Exercise material →
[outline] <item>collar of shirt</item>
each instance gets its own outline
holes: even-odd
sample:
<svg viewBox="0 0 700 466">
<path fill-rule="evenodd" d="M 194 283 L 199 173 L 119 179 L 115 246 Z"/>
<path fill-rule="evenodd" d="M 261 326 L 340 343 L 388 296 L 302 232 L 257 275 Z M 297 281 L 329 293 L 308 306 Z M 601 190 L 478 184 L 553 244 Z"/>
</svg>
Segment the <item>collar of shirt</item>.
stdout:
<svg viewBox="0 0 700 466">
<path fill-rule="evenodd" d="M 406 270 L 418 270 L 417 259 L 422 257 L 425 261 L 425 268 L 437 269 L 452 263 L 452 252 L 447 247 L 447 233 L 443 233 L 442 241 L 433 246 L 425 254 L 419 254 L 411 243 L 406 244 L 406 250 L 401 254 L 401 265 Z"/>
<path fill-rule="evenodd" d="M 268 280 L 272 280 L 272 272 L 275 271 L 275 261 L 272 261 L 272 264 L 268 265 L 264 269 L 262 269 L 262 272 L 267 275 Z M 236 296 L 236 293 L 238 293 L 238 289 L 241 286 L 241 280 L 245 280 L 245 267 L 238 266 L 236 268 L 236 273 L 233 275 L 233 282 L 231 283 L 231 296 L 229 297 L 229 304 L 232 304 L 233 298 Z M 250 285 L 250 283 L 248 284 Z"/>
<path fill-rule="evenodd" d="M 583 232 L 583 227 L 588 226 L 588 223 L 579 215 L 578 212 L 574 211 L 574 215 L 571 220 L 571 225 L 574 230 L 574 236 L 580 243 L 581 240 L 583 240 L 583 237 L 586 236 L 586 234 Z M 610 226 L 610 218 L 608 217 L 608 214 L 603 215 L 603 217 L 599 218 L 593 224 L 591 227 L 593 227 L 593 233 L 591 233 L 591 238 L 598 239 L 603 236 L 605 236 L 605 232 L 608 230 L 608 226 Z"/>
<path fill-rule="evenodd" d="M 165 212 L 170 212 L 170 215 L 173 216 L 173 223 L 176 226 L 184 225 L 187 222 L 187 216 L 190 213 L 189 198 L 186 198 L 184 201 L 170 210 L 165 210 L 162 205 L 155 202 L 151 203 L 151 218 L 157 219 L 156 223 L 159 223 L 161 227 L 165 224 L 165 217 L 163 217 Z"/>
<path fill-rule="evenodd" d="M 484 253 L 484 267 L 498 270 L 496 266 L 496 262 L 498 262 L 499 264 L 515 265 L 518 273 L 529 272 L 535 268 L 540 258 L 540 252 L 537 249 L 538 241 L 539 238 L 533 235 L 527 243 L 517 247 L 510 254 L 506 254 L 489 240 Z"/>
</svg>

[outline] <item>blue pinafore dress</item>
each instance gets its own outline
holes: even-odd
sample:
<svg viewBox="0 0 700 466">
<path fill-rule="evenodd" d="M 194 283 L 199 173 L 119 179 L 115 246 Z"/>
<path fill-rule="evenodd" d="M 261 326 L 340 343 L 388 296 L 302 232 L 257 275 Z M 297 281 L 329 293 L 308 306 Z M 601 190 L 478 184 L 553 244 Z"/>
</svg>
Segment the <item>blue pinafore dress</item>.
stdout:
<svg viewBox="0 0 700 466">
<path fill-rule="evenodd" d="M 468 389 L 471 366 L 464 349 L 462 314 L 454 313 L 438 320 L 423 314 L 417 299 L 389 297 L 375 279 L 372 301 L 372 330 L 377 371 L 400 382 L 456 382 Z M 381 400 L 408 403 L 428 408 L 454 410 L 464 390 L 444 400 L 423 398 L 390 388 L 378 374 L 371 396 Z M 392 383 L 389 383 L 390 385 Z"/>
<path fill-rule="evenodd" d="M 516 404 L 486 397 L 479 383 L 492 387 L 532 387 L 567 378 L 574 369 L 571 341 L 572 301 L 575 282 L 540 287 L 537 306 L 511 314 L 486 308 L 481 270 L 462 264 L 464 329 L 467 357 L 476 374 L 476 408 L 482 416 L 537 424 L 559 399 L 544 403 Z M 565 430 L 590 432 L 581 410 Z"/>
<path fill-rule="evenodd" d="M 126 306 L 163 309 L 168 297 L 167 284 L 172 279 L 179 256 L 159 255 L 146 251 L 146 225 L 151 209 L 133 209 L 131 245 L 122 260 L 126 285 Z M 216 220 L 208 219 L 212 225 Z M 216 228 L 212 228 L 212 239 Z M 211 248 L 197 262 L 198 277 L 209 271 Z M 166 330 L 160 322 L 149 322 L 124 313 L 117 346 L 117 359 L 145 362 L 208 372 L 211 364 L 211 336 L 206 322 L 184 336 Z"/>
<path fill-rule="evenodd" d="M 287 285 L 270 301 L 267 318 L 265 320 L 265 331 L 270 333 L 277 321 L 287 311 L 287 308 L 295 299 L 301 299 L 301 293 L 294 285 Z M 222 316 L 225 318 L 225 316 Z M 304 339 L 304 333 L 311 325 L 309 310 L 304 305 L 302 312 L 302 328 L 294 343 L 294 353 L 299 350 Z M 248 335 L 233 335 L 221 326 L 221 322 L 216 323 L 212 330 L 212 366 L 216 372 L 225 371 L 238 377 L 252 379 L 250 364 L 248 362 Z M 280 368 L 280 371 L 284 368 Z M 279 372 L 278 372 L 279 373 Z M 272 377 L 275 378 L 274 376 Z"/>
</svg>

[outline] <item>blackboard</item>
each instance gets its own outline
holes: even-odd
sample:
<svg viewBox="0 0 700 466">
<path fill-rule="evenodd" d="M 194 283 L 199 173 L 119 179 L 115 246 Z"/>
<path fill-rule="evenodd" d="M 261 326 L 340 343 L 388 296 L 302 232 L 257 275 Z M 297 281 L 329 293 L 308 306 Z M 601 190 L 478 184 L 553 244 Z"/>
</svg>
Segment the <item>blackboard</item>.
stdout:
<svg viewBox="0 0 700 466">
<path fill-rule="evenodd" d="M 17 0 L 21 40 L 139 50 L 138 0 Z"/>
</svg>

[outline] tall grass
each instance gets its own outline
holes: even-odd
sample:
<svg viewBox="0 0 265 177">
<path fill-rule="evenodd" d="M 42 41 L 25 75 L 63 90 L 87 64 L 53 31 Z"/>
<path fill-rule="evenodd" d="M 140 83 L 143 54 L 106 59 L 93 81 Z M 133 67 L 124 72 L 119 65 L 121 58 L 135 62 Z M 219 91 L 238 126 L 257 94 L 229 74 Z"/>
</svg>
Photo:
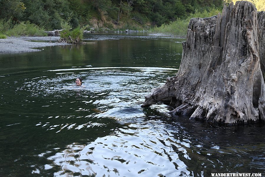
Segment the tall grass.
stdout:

Stated problem → Turn the lines of all the rows above into a Markdown table with two columns, "No." for the line number and "Text" for the line itself, and skip any blank lines. Leave the pictures out.

Response below →
| No. | Text |
|---|---|
| 1 | [outline] <item>collar of shirt</item> |
| 2 | each instance gets its own outline |
| 3 | holes: even-odd |
| 4 | sample: |
| 5 | <svg viewBox="0 0 700 466"> |
| 6 | <path fill-rule="evenodd" d="M 194 283 L 199 173 L 119 179 L 115 246 Z"/> |
| 7 | <path fill-rule="evenodd" d="M 261 326 L 340 343 L 388 296 L 302 232 L 257 275 Z M 297 281 L 329 293 L 308 306 Z M 601 190 L 478 184 L 553 244 Z"/> |
| 8 | </svg> |
| 9 | Segment the <item>collar of shirt</item>. |
| 10 | stdout: |
| 11 | <svg viewBox="0 0 700 466"> |
| 12 | <path fill-rule="evenodd" d="M 406 270 L 418 270 L 417 259 L 422 257 L 425 261 L 425 268 L 437 269 L 452 263 L 452 252 L 447 247 L 447 233 L 443 233 L 442 241 L 433 246 L 425 254 L 419 254 L 411 243 L 406 244 L 406 250 L 401 254 L 401 265 Z"/> |
| 13 | <path fill-rule="evenodd" d="M 268 280 L 272 280 L 272 272 L 275 271 L 275 261 L 272 261 L 272 264 L 268 265 L 264 269 L 262 269 L 262 272 L 267 275 Z M 236 296 L 236 293 L 238 293 L 238 289 L 241 286 L 241 280 L 245 280 L 245 267 L 238 266 L 236 268 L 236 273 L 233 275 L 233 282 L 231 283 L 231 296 L 229 297 L 229 304 L 232 304 L 233 298 Z M 250 285 L 250 283 L 248 284 Z"/> |
| 14 | <path fill-rule="evenodd" d="M 583 232 L 583 227 L 588 226 L 588 223 L 579 215 L 578 212 L 574 211 L 574 215 L 571 220 L 571 225 L 574 230 L 574 236 L 580 243 L 581 240 L 583 240 L 583 237 L 586 236 L 586 234 Z M 610 226 L 610 218 L 608 217 L 608 214 L 603 215 L 603 217 L 599 218 L 593 224 L 591 227 L 593 227 L 593 233 L 591 233 L 591 238 L 598 239 L 603 236 L 605 236 L 605 232 L 608 230 L 608 226 Z"/> |
| 15 | <path fill-rule="evenodd" d="M 165 212 L 170 212 L 170 215 L 173 216 L 173 223 L 176 226 L 184 225 L 187 222 L 187 216 L 190 213 L 189 198 L 186 198 L 184 201 L 170 210 L 165 210 L 162 205 L 155 202 L 151 203 L 151 218 L 157 219 L 156 223 L 159 223 L 161 227 L 165 224 L 165 217 L 163 217 Z"/> |
| 16 | <path fill-rule="evenodd" d="M 484 253 L 484 267 L 498 270 L 496 266 L 496 262 L 498 262 L 499 264 L 515 265 L 518 273 L 529 272 L 535 268 L 540 258 L 540 252 L 537 249 L 538 241 L 539 238 L 533 235 L 527 243 L 517 247 L 510 254 L 506 254 L 489 240 Z"/> |
| 17 | </svg> |
| 18 | [outline] <item>blue pinafore dress</item> |
| 19 | each instance gets its own outline |
| 20 | holes: even-odd |
| 21 | sample: |
| 22 | <svg viewBox="0 0 700 466"> |
| 23 | <path fill-rule="evenodd" d="M 194 283 L 199 173 L 119 179 L 115 246 Z"/> |
| 24 | <path fill-rule="evenodd" d="M 261 326 L 340 343 L 388 296 L 302 232 L 257 275 Z M 297 281 L 329 293 L 308 306 Z M 601 190 L 478 184 L 553 244 Z"/> |
| 25 | </svg> |
| 26 | Segment the <item>blue pinafore dress</item>. |
| 27 | stdout: |
| 28 | <svg viewBox="0 0 700 466"> |
| 29 | <path fill-rule="evenodd" d="M 468 389 L 471 366 L 464 349 L 462 314 L 454 313 L 438 320 L 423 314 L 417 299 L 389 297 L 375 279 L 372 301 L 372 330 L 377 371 L 400 382 L 456 382 Z M 381 400 L 408 403 L 428 408 L 454 410 L 464 390 L 444 400 L 423 398 L 390 388 L 378 374 L 371 396 Z M 392 383 L 389 383 L 390 385 Z"/> |
| 30 | <path fill-rule="evenodd" d="M 516 404 L 486 397 L 479 383 L 492 387 L 532 387 L 567 378 L 574 369 L 571 341 L 572 301 L 575 282 L 540 287 L 537 306 L 511 314 L 486 308 L 481 270 L 462 264 L 464 329 L 467 357 L 476 374 L 476 408 L 482 416 L 537 424 L 559 399 L 544 403 Z M 565 430 L 590 432 L 581 410 Z"/> |
| 31 | <path fill-rule="evenodd" d="M 126 306 L 163 309 L 168 297 L 167 284 L 172 279 L 179 256 L 159 255 L 146 251 L 146 225 L 151 209 L 133 209 L 131 245 L 122 260 L 126 285 Z M 216 220 L 208 219 L 212 225 Z M 216 228 L 212 228 L 212 239 Z M 211 248 L 197 262 L 198 277 L 209 271 Z M 166 330 L 160 322 L 149 322 L 124 313 L 117 346 L 117 359 L 145 362 L 208 372 L 211 364 L 211 336 L 206 322 L 184 336 Z"/> |
| 32 | <path fill-rule="evenodd" d="M 287 285 L 270 301 L 267 318 L 265 320 L 265 331 L 270 333 L 277 321 L 287 311 L 287 308 L 295 299 L 301 299 L 301 293 L 294 285 Z M 222 316 L 225 318 L 225 316 Z M 304 339 L 304 333 L 311 325 L 309 310 L 304 305 L 302 312 L 302 328 L 294 343 L 294 353 L 299 350 Z M 248 335 L 233 335 L 221 326 L 221 322 L 216 323 L 212 330 L 212 366 L 216 372 L 225 371 L 238 377 L 252 379 L 250 364 L 248 362 Z M 280 368 L 280 371 L 284 368 Z M 279 372 L 278 372 L 279 373 Z M 272 377 L 275 378 L 274 376 Z"/> |
| 33 | </svg> |
| 34 | [outline] <item>blackboard</item> |
| 35 | each instance gets its own outline |
| 36 | holes: even-odd |
| 37 | sample: |
| 38 | <svg viewBox="0 0 700 466"> |
| 39 | <path fill-rule="evenodd" d="M 194 283 L 199 173 L 119 179 L 115 246 Z"/> |
| 40 | <path fill-rule="evenodd" d="M 261 326 L 340 343 L 388 296 L 302 232 L 257 275 Z M 297 281 L 329 293 L 308 306 Z M 601 190 L 478 184 L 553 244 Z"/> |
| 41 | </svg> |
| 42 | Segment the <item>blackboard</item>. |
| 43 | stdout: |
| 44 | <svg viewBox="0 0 700 466"> |
| 45 | <path fill-rule="evenodd" d="M 17 0 L 21 40 L 139 50 L 138 0 Z"/> |
| 46 | </svg> |
| 47 | [outline] tall grass |
| 48 | each instance gets its own outline |
| 49 | holes: even-odd |
| 50 | sample: |
| 51 | <svg viewBox="0 0 265 177"> |
| 52 | <path fill-rule="evenodd" d="M 42 41 L 25 75 L 63 90 L 87 64 L 53 31 Z"/> |
| 53 | <path fill-rule="evenodd" d="M 140 83 L 143 54 L 106 59 L 93 81 Z M 133 67 L 124 72 L 119 65 L 121 58 L 135 62 Z M 219 91 L 238 126 L 257 94 L 229 74 Z"/> |
| 54 | </svg> |
| 55 | Photo: |
| 56 | Segment the tall grass. |
| 57 | stdout: |